++++ Data listing ++++

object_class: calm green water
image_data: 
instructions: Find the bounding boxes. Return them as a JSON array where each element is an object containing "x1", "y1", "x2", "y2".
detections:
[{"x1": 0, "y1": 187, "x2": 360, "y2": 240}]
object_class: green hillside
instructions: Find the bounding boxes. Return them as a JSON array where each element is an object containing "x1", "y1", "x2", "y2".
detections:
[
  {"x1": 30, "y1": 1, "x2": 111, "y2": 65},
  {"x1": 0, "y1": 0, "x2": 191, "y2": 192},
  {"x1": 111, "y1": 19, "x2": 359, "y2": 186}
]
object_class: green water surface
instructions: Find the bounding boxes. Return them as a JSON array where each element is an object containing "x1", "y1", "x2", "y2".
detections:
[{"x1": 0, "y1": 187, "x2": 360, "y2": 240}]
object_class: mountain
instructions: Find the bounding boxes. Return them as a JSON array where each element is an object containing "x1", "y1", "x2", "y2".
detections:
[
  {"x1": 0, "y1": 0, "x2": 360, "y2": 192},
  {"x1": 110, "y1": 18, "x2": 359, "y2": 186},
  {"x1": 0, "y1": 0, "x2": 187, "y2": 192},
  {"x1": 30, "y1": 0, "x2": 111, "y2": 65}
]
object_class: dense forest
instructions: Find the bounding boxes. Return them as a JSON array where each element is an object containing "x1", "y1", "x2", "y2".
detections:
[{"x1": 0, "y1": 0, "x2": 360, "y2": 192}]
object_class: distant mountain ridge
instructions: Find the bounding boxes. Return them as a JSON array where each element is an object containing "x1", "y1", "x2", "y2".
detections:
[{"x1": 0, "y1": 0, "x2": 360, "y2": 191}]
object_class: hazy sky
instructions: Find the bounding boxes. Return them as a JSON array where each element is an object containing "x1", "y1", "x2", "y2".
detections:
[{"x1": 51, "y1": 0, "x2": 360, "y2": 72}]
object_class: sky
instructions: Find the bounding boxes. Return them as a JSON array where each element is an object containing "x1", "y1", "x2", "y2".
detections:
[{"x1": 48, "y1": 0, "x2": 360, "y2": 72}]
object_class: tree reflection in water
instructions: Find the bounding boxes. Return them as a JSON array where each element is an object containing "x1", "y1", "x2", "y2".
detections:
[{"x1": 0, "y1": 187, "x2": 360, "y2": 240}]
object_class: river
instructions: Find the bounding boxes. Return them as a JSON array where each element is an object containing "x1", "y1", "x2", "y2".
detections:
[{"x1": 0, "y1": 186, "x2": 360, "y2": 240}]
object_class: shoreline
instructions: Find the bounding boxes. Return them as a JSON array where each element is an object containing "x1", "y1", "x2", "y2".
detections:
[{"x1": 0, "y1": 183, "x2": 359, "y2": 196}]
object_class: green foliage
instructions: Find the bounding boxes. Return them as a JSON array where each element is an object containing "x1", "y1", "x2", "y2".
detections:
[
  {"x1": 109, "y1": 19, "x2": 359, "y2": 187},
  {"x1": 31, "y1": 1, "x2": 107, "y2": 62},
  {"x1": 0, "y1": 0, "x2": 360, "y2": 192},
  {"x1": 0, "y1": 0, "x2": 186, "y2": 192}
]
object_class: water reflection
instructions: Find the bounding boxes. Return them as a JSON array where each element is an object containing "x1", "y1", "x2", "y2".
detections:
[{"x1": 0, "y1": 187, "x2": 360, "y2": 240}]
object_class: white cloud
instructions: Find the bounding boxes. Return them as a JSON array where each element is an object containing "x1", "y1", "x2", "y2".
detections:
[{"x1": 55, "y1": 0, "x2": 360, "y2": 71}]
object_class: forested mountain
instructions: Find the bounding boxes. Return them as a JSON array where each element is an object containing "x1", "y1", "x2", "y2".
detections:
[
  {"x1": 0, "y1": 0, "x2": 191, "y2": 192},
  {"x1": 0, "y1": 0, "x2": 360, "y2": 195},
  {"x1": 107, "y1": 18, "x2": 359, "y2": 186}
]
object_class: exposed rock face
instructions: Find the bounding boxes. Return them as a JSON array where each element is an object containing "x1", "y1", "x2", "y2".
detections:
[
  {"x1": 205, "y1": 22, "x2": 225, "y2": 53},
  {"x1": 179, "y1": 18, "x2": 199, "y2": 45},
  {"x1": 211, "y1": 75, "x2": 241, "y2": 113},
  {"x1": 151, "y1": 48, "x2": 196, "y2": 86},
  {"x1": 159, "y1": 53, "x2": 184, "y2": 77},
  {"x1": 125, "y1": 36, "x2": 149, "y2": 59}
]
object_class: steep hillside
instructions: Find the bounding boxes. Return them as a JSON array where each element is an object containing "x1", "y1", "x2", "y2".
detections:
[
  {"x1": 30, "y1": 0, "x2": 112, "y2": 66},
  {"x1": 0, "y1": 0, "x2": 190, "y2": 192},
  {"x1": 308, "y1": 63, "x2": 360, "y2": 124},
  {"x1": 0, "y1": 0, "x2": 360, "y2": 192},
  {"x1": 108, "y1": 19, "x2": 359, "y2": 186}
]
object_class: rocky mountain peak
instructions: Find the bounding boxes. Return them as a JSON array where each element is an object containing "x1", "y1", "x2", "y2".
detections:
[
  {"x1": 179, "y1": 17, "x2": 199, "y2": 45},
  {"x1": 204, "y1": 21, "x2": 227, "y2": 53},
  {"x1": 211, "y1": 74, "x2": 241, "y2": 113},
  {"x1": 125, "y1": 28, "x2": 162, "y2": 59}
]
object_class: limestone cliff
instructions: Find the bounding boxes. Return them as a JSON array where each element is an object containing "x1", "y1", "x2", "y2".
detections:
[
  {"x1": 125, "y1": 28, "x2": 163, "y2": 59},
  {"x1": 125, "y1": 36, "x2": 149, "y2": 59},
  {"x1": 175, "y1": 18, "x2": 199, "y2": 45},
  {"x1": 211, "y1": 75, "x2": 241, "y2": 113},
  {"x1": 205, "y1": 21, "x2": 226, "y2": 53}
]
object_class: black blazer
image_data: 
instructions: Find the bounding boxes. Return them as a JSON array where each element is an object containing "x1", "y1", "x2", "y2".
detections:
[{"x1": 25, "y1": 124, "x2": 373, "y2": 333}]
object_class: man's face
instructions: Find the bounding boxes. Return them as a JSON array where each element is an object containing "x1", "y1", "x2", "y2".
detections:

++++

Request: Please pull out every line of the material above that contains the string "water", copying each such line in full and leaving out all others. Case counts, so a match must have the same uppercase and lowercase letters.

The result:
object_class: calm green water
object_class: green water surface
object_class: tree reflection in water
object_class: water reflection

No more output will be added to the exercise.